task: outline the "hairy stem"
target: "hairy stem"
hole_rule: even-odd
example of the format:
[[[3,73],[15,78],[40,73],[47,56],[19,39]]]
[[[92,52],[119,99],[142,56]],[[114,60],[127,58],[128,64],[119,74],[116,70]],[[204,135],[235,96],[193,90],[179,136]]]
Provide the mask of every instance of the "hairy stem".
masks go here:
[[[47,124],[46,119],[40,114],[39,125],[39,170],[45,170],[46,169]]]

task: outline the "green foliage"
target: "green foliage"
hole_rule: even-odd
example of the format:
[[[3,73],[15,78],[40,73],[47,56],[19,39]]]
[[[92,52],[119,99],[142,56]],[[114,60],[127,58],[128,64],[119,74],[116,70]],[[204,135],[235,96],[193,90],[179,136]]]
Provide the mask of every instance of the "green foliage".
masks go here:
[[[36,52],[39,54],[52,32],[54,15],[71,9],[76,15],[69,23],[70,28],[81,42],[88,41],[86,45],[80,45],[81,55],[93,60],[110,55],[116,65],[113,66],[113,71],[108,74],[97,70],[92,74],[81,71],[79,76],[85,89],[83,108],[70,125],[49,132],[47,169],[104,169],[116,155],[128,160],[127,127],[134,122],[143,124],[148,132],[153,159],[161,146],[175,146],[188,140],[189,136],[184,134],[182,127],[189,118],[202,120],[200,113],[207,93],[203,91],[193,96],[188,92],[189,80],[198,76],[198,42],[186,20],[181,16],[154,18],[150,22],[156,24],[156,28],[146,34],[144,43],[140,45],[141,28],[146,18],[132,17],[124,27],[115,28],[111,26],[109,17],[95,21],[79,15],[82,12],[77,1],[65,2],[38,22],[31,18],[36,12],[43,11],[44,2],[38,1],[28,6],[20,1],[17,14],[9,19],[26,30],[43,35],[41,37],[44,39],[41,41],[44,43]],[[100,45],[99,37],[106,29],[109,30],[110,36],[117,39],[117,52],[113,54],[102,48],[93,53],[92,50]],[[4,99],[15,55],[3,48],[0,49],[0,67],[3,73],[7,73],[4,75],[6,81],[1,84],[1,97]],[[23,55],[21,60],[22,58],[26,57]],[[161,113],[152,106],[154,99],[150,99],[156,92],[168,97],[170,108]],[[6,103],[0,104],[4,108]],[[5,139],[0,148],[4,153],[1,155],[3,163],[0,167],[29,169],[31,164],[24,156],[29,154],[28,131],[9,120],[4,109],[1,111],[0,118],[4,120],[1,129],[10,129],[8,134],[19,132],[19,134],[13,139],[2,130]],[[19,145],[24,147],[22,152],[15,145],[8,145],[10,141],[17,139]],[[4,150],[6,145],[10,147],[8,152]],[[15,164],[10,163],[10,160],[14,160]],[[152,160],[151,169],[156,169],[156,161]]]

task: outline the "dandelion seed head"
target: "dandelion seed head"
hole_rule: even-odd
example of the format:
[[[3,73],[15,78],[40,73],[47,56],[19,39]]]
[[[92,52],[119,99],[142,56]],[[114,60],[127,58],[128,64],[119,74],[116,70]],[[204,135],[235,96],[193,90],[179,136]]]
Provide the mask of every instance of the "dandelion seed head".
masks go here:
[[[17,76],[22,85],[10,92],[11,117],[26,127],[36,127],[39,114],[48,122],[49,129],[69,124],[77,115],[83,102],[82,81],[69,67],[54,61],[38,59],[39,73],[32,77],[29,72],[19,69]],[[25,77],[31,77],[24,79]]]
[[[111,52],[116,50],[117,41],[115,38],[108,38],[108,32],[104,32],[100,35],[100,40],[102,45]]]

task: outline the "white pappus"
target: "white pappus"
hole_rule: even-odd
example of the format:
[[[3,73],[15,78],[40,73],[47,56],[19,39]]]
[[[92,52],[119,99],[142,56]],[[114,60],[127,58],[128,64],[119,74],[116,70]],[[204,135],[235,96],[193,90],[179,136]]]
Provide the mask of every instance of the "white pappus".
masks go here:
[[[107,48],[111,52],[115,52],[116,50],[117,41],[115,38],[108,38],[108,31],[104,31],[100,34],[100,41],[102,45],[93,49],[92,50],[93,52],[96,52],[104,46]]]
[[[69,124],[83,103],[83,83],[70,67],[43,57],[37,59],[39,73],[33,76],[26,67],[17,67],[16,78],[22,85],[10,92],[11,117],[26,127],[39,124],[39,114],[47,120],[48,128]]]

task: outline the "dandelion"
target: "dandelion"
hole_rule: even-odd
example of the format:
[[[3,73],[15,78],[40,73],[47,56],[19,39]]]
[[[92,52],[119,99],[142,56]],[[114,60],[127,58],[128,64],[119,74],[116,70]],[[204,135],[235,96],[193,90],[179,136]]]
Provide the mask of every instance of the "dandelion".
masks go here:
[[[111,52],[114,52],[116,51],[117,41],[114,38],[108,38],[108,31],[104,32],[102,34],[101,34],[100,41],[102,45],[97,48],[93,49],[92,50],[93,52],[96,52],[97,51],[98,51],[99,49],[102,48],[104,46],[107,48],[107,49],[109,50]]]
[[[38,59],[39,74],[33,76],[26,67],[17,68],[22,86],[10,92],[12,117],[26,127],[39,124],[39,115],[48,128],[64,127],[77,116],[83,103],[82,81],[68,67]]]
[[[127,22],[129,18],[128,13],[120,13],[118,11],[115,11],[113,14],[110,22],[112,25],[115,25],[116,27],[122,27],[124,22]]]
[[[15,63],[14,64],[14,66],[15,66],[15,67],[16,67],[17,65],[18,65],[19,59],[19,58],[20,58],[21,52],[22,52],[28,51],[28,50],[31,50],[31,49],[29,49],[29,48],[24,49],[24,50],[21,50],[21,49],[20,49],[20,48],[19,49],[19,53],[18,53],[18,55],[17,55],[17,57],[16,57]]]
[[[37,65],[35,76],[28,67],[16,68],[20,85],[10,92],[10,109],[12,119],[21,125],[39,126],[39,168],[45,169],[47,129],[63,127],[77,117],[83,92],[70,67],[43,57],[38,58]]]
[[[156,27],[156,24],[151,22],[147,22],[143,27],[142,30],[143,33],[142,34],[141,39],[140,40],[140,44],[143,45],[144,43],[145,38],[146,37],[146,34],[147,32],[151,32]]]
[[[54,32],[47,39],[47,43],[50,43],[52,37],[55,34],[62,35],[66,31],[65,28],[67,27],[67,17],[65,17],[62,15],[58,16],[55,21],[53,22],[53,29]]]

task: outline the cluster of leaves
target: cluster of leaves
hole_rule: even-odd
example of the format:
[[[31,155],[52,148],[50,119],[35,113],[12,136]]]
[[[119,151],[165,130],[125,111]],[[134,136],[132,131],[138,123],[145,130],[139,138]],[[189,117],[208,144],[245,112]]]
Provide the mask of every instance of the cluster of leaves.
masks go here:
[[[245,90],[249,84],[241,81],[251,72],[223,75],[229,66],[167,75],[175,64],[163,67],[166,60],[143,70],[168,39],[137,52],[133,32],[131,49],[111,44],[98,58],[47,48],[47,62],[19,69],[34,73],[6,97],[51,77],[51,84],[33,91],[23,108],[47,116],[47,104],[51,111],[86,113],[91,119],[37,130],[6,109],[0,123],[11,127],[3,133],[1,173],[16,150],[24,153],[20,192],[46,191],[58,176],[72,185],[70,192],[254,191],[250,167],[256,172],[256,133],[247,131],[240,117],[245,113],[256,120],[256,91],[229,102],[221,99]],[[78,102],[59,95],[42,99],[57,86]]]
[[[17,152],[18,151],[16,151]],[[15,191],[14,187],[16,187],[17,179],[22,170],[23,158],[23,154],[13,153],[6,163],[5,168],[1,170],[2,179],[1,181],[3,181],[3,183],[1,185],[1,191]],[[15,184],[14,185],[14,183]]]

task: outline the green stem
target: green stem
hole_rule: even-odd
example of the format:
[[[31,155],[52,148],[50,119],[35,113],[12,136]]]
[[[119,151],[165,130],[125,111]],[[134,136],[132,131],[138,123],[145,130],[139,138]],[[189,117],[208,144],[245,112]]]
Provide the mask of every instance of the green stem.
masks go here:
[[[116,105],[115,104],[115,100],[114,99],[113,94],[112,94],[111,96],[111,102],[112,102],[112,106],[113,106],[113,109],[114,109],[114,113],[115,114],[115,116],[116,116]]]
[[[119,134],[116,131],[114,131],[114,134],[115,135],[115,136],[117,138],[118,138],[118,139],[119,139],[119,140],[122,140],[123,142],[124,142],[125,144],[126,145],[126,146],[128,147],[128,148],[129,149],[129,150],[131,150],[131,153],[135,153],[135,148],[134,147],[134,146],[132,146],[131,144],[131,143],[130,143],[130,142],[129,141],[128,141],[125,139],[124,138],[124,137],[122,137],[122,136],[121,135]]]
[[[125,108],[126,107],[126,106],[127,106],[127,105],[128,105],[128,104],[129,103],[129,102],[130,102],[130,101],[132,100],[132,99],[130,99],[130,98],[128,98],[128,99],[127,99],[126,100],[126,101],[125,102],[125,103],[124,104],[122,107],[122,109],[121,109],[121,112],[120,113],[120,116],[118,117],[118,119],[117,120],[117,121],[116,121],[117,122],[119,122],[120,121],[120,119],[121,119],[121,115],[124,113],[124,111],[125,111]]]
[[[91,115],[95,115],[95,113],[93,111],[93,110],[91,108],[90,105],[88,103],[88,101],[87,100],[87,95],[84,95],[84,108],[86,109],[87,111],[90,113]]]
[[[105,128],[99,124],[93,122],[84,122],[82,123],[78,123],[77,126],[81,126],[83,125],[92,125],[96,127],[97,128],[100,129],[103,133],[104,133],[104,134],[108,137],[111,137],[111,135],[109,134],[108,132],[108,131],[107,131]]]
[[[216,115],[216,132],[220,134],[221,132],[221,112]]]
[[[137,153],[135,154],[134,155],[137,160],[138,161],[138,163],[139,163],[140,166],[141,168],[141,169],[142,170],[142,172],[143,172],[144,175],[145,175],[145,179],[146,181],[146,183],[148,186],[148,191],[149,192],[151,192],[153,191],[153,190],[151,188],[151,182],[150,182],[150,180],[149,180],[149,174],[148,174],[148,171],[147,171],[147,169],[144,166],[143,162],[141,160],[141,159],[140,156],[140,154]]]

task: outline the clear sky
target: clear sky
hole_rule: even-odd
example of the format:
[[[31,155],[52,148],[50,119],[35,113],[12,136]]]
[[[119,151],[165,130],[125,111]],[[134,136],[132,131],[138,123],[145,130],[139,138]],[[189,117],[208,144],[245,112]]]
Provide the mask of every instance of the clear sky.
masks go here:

* * * * * * * * *

How many lines in the material above contain the string "every"? Case counts, so match capital and lowercase letters exactly, and reply with the number alone.

* Task answer
8